AUFGABENSTELLUNG 1
Übertrage den Satz „Ich war erschüttert, dass es diese Methoden noch gibt.“ aus dem Interview über Verschickungsheime ins Englische.
AUFGABENSTELLUNG 2
In welchem Jahr stellte Anja Röhl laut dem Interview über Verschickungsheime ihren literarischen Beitrag über den Aufenthalt in Wyk auf Föhr auf ihre Homepage?
AUFGABENSTELLUNG 3
Führe das Interview über Verschickungsheime im Anschluss an dessen letzten Satz fort.

# taz.de -- Autorin über ihre Traumatisierung: „Erinnerungen überfluteten mich“
       
       > Anja Röhl wurde als Kind „von der Kasse verschickt“, wie es in den
       > 1960ern hieß. Nun streitet sie mit anderen Betroffenen für eine
       > Aufarbeitung.
       
 (IMG) Bild: Wurde kurz vor ihrem 6. Geburtstag nach Wyk auf Föhr verschickt: Anja Röhl
       
       taz: Frau Röhl, wie kam es dazu, dass Sie sich an Ihren Aufenthalt in einem
       Verschickungsheim erinnerten? 
       
       Anja Röhl: Ich arbeite als Dozentin für Sozialpädagogik. Eines Tages sagte
       eine junge Schülerin, sie wolle nie in einer Kita arbeiten. Denn sie habe
       als Kind Schlimmes erlebt. Ihr wurden beim Mittagsschlaf die Augen
       zugeklebt.
       
       Von der Erzieherin? 
       
       Ja. Ich war erschüttert, dass es diese Methoden noch gibt. Auch mir war das
       passiert: Mir wurde als Kind der Mund mit einem Pflaster zugeklebt. Auf der
       Rückfahrt im Auto musste ich weinen. Die Erinnerungen überfluteten mich.
       Ich schrieb dann einen literarischen Beitrag über meinen Aufenthalt in Wyk
       auf Föhr, den ich auf meine Homepage stellte. Das war 2009. Mit den Jahren
       gab es dazu immer mehr Zuschriften. So organisierte ich schließlich den
       Kongress im vergangenen November auf Sylt.
       
       Wann war Ihre Verschickung? 
       
       Kurz vor meinem 6. Geburtstag. Ich kam nach Wyk auf der Insel Föhr ins
       Hamburger Kinderheim.
       
       Woran erinnern Sie sich? 
       
       Ich stand mit Schild um den Hals an einem Bahnhof. Wir saßen in einem Zug.
       Hunderte von Kindern. Keine Betreuerin. Das Brot, dass wir mit hatten,
       durften wir nicht essen. Wir kriegten dann was ausgeteilt. Das mochte ich
       nicht.

DATENSÄTZE

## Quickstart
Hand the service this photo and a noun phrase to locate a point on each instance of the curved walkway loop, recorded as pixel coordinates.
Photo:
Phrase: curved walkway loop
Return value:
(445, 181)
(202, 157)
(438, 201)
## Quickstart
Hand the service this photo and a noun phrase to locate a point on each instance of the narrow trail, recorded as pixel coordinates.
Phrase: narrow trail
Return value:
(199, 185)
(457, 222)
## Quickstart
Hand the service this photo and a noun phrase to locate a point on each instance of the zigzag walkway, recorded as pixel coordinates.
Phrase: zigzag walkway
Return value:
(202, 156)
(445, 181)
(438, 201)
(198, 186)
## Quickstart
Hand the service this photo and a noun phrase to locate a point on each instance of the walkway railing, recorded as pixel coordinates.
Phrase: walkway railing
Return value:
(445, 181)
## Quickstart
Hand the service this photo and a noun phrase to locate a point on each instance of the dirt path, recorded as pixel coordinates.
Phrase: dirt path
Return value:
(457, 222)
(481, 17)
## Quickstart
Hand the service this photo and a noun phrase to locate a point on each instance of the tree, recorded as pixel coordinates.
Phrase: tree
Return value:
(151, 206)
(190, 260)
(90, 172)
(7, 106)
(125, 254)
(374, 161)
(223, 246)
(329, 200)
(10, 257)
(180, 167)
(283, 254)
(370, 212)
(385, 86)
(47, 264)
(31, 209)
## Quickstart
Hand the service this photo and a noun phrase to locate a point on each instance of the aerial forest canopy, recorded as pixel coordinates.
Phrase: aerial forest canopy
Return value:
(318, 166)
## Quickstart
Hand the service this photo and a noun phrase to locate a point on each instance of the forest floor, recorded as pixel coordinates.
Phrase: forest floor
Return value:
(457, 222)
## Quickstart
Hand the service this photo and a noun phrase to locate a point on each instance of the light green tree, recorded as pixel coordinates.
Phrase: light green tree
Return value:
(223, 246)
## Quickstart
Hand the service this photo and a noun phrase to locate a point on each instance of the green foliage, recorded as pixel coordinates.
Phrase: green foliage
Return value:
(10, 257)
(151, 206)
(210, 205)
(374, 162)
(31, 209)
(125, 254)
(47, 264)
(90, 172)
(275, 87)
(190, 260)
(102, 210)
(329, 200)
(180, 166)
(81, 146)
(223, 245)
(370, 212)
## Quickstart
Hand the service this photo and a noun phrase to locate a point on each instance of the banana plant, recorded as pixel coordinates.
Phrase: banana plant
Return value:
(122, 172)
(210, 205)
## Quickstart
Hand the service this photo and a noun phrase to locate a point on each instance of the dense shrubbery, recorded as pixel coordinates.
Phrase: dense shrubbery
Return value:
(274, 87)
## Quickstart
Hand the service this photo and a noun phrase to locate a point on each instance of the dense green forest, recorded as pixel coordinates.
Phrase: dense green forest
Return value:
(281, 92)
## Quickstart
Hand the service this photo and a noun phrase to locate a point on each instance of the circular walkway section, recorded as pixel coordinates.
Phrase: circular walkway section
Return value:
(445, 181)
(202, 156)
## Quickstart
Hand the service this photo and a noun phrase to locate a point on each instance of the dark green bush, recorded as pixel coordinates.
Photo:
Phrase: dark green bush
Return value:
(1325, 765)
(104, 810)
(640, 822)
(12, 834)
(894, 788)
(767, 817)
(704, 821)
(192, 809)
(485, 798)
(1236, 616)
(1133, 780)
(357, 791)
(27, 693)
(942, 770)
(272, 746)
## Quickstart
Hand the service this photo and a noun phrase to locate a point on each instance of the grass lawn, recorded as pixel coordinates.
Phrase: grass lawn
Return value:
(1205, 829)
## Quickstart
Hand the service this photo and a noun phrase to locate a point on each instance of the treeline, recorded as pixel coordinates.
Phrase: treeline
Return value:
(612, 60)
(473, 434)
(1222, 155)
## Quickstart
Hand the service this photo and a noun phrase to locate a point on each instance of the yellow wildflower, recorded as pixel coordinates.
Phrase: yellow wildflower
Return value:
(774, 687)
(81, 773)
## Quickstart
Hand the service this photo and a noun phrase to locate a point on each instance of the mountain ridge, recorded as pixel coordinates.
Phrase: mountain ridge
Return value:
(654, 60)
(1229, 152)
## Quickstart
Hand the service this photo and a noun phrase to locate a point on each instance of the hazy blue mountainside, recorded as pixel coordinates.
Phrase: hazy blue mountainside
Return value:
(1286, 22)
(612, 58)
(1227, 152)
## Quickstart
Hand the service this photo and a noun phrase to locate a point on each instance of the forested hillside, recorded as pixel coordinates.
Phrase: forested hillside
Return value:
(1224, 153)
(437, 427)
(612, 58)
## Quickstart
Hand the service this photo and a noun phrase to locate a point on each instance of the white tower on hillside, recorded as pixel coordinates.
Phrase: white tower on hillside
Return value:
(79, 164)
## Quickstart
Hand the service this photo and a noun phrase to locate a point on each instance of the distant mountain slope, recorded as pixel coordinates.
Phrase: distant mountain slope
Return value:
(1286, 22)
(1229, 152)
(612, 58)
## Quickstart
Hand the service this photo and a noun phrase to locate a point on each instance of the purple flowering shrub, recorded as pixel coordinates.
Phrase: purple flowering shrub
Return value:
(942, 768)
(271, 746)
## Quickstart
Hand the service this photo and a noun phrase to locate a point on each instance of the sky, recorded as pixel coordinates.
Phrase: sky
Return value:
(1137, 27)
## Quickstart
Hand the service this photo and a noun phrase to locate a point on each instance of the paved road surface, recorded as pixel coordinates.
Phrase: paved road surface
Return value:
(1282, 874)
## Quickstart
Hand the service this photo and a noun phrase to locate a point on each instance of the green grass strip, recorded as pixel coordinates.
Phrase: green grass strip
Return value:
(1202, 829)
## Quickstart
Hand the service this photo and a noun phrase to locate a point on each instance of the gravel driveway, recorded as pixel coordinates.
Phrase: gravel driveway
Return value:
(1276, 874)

AUSGABE 1
I was shocked that these methods still exist.

AUSGABE 2
Im Jahr 2009.

AUSGABE 3
       
       Was gab es denn? 
       
       Erinnere ich nicht mehr. Nur, dass da ab und zu eine reinkam und meckerte.
       Und dann einen Schlafsaal. Ich sah, dass Erzieherinnen aus der Zimmerecke
       kommen. Ich sehe die Lichtverhältnisse, wie die Betten standen, wie die
       Tanten aussahen. Das ist alles fotografisch da.
       
       Was taten die Frauen? 
       
       Gingen von Bett zu Bett, nahmen die Hände der Kinder und guckten da was.
       Und ab und zu nahmen sie die Hände, steckten sie in Handschuhe, die keine
       Finger hatten, und banden die unterm Bett fest. Also sie fesselten die
       Kinder, wie im Film „Das weiße Band“. Das ging ganz schnell. Ich kriegte
       Angst, weil ich noch am Daumen nuckelte. Dann stellte ich mich tot, indem
       ich die Augen zumachte. Später machte ich sie auf und merkte, dass die
       Tante an mir vorbeigegangen war. Ich lag die ganze Nacht in starrer Angst.
       
       Gab es Druck beim Essen? 
       
       Meine Nachbarinnen beim Essen weinten. Sie hatten sich übergeben und wurden
       traktiert, dass sie weiter essen sollen.
       
       Erinnern Sie weitere Sprengsel? 
       
       Wie wir nackt im Treppenhaus in Reihen standen oder hoch liefen. Man sah
       hinten das nächste Treppenhaus, da liefen die Jungs, auch nackt. Ich
       schämte mich und die Tanten lachten darüber. Oben unter dem Dach gab es
       Höhensonne für uns. Dass wir mal draußen waren erinnere ich nicht. Es gab
       eine Szene, wo wir ein Foto machten am Strand. Das war für die Eltern.
       
       Erzählten Sie Ihren Eltern davon?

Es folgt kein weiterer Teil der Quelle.